Locate every line below that contains the string "magenta", matching case exactly, and copy each such line in full.

**Records for this exercise:**
-=-=-
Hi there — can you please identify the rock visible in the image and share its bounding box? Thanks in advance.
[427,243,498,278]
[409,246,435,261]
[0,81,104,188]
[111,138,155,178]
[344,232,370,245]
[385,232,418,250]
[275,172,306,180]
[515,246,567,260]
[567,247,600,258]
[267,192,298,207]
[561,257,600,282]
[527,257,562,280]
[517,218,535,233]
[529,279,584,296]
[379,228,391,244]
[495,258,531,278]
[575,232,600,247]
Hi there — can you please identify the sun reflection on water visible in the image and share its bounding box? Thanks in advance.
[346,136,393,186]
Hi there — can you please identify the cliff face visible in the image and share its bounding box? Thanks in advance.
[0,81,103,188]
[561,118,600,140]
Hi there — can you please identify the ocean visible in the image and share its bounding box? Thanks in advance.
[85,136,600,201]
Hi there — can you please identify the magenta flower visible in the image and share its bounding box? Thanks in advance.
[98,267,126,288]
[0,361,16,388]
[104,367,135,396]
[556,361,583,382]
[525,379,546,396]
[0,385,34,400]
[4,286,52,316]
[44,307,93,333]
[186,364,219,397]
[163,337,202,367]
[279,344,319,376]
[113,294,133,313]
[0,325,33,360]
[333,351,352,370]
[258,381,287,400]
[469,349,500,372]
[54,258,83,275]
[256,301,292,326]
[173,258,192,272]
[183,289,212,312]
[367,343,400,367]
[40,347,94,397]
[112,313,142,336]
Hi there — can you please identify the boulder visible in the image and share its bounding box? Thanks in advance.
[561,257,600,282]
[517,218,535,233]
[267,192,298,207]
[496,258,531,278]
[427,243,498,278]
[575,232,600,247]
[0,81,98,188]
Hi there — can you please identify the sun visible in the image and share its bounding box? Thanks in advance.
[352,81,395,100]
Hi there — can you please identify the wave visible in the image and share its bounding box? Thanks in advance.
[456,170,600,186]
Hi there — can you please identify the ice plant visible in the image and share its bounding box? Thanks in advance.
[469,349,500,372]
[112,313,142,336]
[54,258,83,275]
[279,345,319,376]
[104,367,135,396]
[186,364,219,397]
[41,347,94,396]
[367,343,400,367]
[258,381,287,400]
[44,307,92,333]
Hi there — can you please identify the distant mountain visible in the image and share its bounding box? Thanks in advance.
-=-=-
**Result of this exercise:**
Hi there — can you please identify the magenta flower visible in the image and share its bounding box? Thanks in advance.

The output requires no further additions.